* _Passage shown_:
News & Insights 21 May 2015


For over ten years, it has been accepted that the English courts have restricted powers when it comes to issuing anti-suit injunctions within the EU, seeking to restrain court proceedings before another EU state. However, what about an anti-suit injunction seeking to restrain the breach of an arbitration agreement?

The club refers to its recent web alert ‘Anti-suit injunctions – are they still a useful remedy in the UK?’ dated 05 May 2015. This web alert follows on from, and should be read in conjunction with, our earlier publication.

 
‘Recast’ Brussels Regulation (1215/2012/EU)

For over ten years [1], it has been accepted that the English courts have restricted powers when it comes to issuing anti-suit injunctions within the EU, seeking to restrain court proceedings before another EU state. However, what about an anti-suit injunction seeking to restrain the breach of an arbitration agreement?

* _Required tasks_:
A – In the passage on anti-suit injunctions, on what date was the club's earlier web alert issued?
B – Pick up the passage on anti-suit injunctions after its final sentence and continue it.

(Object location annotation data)
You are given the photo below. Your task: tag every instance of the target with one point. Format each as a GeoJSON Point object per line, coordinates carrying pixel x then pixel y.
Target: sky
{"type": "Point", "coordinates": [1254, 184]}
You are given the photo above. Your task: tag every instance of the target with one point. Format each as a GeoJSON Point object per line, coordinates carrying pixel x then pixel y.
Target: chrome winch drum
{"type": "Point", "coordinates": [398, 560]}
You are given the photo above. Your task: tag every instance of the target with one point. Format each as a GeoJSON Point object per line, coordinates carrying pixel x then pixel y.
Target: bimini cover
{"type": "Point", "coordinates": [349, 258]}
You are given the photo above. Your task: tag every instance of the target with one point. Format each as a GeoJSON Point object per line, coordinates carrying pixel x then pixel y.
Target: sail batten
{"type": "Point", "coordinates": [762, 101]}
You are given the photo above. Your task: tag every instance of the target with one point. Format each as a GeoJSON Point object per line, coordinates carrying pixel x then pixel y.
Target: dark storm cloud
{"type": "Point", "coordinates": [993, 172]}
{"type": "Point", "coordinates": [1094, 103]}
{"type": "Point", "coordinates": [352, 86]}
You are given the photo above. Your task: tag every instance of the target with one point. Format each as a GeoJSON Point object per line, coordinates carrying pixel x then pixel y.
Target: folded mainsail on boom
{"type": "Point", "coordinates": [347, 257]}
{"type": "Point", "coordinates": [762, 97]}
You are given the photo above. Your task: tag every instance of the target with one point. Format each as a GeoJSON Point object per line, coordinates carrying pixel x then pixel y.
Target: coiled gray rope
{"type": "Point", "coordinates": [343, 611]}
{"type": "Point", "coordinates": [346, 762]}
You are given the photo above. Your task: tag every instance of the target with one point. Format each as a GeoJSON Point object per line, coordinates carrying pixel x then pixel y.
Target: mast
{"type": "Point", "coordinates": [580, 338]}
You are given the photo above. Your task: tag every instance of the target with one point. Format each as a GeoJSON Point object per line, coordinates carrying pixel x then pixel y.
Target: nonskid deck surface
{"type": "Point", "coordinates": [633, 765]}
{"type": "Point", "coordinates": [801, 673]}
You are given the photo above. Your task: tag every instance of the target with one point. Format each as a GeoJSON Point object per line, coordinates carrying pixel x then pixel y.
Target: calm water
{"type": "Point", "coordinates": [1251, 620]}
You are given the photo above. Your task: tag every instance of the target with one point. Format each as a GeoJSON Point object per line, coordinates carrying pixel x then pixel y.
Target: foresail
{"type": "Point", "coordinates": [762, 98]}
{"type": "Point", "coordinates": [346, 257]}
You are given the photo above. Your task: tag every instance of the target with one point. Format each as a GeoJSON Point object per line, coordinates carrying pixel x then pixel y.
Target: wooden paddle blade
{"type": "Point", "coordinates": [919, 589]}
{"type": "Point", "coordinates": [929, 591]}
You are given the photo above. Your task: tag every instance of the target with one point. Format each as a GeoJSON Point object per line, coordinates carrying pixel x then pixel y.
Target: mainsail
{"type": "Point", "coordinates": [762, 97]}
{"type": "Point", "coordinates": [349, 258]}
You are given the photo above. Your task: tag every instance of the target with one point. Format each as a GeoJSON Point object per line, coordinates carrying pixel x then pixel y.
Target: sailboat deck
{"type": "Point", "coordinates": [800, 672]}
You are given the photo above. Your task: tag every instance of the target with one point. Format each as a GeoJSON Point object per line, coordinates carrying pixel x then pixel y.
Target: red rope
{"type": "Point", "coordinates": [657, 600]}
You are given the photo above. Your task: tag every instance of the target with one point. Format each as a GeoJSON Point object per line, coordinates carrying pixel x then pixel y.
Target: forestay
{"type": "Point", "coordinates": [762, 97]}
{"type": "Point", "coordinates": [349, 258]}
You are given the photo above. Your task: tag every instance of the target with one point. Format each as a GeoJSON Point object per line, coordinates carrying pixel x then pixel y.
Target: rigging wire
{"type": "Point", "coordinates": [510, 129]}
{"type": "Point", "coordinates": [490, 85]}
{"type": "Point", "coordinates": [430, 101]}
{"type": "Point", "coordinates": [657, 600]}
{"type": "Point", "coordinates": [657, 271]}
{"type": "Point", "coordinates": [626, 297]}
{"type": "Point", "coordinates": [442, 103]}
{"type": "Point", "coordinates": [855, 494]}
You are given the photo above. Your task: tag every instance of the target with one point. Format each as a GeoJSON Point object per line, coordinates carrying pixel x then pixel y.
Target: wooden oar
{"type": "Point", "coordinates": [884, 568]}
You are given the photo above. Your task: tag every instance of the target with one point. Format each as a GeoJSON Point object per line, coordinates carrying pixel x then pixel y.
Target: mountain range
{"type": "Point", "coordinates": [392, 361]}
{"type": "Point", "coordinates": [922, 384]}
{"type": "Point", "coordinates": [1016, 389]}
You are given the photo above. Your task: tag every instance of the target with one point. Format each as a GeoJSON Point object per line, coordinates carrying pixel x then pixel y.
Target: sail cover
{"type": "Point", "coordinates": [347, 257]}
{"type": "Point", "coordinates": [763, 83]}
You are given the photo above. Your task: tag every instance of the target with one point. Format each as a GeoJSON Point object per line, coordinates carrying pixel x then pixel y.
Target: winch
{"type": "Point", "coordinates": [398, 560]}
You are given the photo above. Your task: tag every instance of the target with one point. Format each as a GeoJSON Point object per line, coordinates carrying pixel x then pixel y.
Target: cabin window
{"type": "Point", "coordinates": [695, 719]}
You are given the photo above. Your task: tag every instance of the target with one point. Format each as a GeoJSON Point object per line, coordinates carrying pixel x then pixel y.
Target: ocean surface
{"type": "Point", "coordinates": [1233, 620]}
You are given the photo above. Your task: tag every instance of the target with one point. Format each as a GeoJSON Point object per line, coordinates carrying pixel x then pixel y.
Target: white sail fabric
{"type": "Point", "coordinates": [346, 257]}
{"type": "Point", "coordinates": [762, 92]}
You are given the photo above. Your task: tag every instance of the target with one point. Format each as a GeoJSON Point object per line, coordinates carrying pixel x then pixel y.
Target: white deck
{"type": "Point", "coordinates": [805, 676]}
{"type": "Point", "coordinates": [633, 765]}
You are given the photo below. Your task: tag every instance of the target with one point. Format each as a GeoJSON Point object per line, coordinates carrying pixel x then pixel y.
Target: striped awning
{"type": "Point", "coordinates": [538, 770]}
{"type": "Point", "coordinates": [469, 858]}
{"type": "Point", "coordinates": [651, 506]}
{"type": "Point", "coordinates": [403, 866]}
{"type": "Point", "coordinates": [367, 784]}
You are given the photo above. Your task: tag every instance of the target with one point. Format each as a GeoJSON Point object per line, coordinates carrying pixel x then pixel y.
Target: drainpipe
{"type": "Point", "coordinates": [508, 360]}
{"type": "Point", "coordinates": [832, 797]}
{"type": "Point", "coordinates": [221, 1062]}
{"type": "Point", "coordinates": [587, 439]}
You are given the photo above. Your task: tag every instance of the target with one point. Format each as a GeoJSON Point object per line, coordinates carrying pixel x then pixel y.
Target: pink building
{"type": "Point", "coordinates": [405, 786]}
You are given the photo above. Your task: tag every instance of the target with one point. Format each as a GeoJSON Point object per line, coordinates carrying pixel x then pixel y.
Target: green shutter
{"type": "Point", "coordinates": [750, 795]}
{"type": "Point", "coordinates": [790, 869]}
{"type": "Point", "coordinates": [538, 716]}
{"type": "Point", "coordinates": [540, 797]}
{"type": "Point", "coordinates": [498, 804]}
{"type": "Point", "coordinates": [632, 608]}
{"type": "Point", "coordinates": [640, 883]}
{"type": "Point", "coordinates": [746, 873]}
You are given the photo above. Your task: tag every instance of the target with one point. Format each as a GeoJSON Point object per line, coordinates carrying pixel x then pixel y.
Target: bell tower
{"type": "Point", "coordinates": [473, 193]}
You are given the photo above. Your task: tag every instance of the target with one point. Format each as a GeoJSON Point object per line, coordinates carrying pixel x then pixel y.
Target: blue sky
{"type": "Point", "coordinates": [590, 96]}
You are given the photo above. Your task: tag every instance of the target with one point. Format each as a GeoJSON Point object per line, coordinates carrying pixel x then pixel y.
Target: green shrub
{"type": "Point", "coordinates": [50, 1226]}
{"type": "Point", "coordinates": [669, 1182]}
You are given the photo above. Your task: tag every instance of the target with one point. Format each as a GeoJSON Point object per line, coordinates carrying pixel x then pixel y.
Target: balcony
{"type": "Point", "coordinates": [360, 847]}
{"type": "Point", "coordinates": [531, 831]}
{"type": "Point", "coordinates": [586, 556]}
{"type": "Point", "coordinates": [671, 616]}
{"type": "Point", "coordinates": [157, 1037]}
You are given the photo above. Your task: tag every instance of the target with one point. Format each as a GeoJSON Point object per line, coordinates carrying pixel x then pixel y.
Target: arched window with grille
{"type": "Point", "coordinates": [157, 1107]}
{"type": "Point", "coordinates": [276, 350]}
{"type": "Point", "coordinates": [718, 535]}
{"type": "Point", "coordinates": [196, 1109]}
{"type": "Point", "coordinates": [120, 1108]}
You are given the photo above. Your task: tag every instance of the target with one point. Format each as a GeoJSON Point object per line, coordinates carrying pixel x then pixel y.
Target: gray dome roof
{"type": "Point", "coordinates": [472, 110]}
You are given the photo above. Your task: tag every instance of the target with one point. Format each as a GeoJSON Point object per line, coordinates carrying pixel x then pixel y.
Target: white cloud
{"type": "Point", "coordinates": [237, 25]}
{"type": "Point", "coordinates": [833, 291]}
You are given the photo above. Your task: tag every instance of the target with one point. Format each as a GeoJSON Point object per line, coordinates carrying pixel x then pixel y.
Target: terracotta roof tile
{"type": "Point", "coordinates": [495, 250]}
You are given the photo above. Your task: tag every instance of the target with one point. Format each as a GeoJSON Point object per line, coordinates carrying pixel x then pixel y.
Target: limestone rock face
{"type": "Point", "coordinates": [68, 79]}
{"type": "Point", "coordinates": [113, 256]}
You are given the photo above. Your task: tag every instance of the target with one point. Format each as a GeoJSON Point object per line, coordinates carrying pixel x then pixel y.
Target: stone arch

* _Task responses_:
A – 05 May 2015

B –
One of the most reported cases in recent years has been the European Court of Justice (ECJ) decision in The Front Comor[2]. In this case, the ECJ, in practical terms, abolished anti-suit injunctions issued in support of arbitration agreements within the EU.

A common complaint following The Front Comor decision was that it had the practical effect of there being conflicting decisions in parallel proceedings in the EU. It was feared that the decision in The Front Comor would also render London arbitrations vulnerable to ‘torpedo’ actions and, in effect, render London arbitration agreements worthless, also therefore undermining the New York Convention. The European Parliament and the European Commission acknowledged this and a ‘recast’ Brussels Regulation (1215/2012/EU) came into effect on 10 January 2015.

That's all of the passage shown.